Rewrite every entry below, replacing "frame" with "image" and leaving everything else unchanged. Leave the pictures out of your answer.

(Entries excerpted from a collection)
○ ○ ○ ○ ○

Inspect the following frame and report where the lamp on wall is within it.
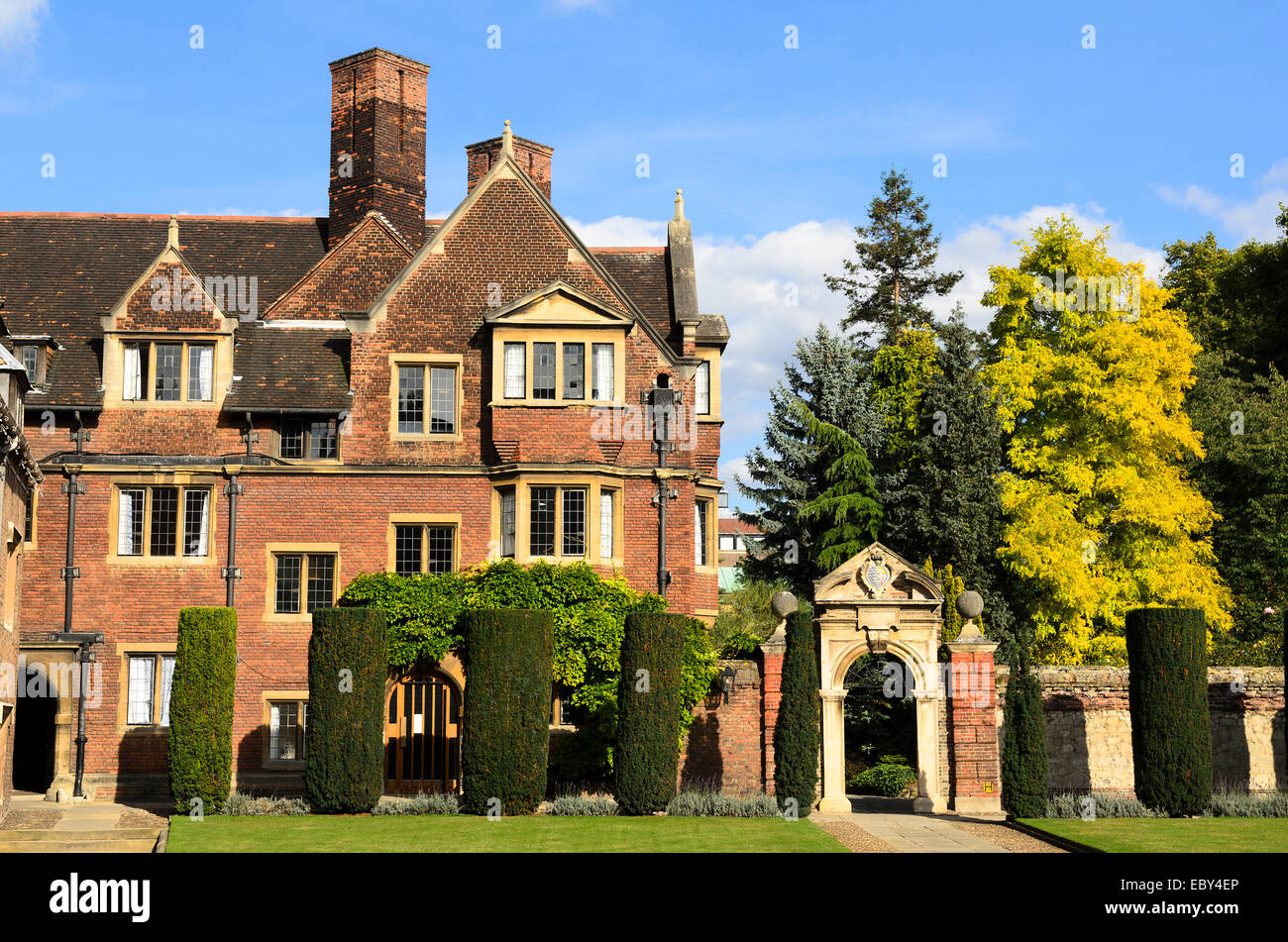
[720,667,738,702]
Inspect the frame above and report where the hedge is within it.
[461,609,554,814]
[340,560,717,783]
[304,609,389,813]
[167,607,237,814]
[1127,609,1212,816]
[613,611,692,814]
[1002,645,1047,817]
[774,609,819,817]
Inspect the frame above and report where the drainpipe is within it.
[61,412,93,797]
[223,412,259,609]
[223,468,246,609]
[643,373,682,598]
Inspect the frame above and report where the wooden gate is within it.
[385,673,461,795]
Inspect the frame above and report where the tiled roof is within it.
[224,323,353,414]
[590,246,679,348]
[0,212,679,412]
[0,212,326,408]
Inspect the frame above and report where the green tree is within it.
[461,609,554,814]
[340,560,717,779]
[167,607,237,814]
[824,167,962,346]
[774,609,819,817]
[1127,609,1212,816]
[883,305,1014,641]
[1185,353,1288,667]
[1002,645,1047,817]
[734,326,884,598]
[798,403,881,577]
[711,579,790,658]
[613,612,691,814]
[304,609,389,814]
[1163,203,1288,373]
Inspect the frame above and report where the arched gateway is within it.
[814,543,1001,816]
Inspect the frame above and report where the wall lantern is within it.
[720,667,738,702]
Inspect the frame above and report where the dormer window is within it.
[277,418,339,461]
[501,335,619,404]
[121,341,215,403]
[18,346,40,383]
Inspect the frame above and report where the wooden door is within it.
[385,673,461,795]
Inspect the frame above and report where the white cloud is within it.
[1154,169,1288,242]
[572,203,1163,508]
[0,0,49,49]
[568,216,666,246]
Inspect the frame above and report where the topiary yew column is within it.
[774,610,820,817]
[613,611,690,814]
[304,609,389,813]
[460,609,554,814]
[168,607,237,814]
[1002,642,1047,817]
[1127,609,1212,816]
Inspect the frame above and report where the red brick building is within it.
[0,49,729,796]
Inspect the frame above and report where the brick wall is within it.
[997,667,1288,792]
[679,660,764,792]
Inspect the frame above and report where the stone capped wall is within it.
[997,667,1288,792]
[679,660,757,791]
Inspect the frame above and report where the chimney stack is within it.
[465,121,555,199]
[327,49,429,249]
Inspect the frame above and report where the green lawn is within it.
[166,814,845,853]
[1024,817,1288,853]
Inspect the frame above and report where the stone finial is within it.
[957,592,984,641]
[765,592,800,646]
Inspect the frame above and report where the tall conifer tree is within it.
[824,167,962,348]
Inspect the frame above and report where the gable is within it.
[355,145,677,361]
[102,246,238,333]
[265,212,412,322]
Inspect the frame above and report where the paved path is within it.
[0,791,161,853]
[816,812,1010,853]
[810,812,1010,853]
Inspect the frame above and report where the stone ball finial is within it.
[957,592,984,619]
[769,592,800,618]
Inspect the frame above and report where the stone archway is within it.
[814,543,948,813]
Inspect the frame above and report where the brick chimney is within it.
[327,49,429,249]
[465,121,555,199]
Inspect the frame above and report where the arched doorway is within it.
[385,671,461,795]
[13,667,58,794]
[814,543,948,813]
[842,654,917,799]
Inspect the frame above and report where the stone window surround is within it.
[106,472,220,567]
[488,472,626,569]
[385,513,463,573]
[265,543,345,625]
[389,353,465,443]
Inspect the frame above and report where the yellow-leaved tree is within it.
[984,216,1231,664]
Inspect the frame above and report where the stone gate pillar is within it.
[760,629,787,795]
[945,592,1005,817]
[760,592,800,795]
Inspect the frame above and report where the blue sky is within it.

○ ○ ○ ○ ○

▶ [THE SOLUTION]:
Inspect the following image and report where the lamp on wall is within it.
[720,667,738,702]
Inspect the image above and report where the hedge is within it.
[461,609,554,814]
[340,560,717,783]
[304,609,389,813]
[167,607,237,814]
[1127,609,1212,816]
[613,611,692,814]
[1002,645,1047,817]
[774,609,819,817]
Inspect the image above and report where the drainpipe is within it.
[61,412,93,797]
[223,412,259,609]
[223,468,246,609]
[643,373,682,598]
Inspect the image above and report where the wooden gate is within it.
[385,673,461,795]
Inspect the image above and report where the tiled roof is within it.
[224,323,353,414]
[590,246,679,348]
[0,212,679,412]
[0,212,326,408]
Inspect the image above and report where the green tree is within it.
[461,609,554,814]
[340,560,717,779]
[167,607,237,814]
[824,167,962,346]
[774,609,819,817]
[1127,609,1212,816]
[883,305,1014,641]
[1185,353,1288,667]
[1002,645,1047,817]
[734,326,884,598]
[798,403,881,577]
[711,579,790,658]
[613,612,691,814]
[304,609,389,814]
[1163,203,1288,373]
Inspect the image above and report where the arched gateway is within it.
[814,543,1001,816]
Inspect the image above and report where the wall lantern is within it.
[720,667,738,702]
Inspect the image above and report where the dormer window is within it.
[277,418,339,461]
[501,335,619,404]
[121,341,215,403]
[18,346,40,383]
Inspect the image above and report where the wooden door is within it.
[385,673,461,795]
Inspect the image above and report where the white cloud is within it.
[1154,169,1288,242]
[572,203,1163,508]
[0,0,49,49]
[568,216,666,246]
Inspect the image above and report where the topiary yew column is within it.
[774,610,820,817]
[613,611,690,814]
[304,609,389,813]
[460,609,554,814]
[168,607,237,814]
[1002,642,1047,817]
[1127,609,1212,816]
Inspect the image above and report where the red brick building is within it.
[0,49,729,796]
Inspect the image above and report where the brick wall is within it.
[997,667,1288,792]
[679,660,764,792]
Inspect the image above and report where the stone capped wall is within it.
[997,667,1288,792]
[679,660,757,791]
Inspect the image above and report where the chimney stack is within it.
[465,121,555,199]
[327,49,429,249]
Inspect the image above and report where the green lawn is within it.
[166,814,845,853]
[1024,817,1288,853]
Inspect the image above and report where the stone finial is within it.
[957,592,984,641]
[765,592,800,646]
Inspect the image above and report where the tall conifer tree is within it.
[824,167,962,348]
Inspect the image above and report where the gable is within it.
[355,145,677,361]
[102,246,238,333]
[265,212,412,322]
Inspect the image above and report where the paved path is within it.
[0,791,161,853]
[816,812,1010,853]
[810,812,1010,853]
Inspect the image above and report where the stone ball finial is within it.
[957,592,984,619]
[769,592,800,618]
Inspect the image above and report where the stone archway is within it.
[814,543,948,813]
Inspect the image above and report where the brick chimney is within it.
[327,49,429,249]
[465,121,555,199]
Inspect the image above and report where the arched doorway is within it.
[385,671,461,795]
[13,667,58,794]
[814,543,948,813]
[842,654,917,799]
Inspect the image above and report where the stone window surround is within it.
[106,472,220,567]
[488,472,626,569]
[385,513,463,573]
[265,543,345,625]
[389,353,465,443]
Inspect the image above and report where the yellow-leaved tree is within it.
[984,216,1231,664]
Inspect the image above and report where the stone gate pillar is within it.
[760,629,787,795]
[945,592,1005,817]
[760,592,800,795]
Inspect the image above and report where the blue sky is within it.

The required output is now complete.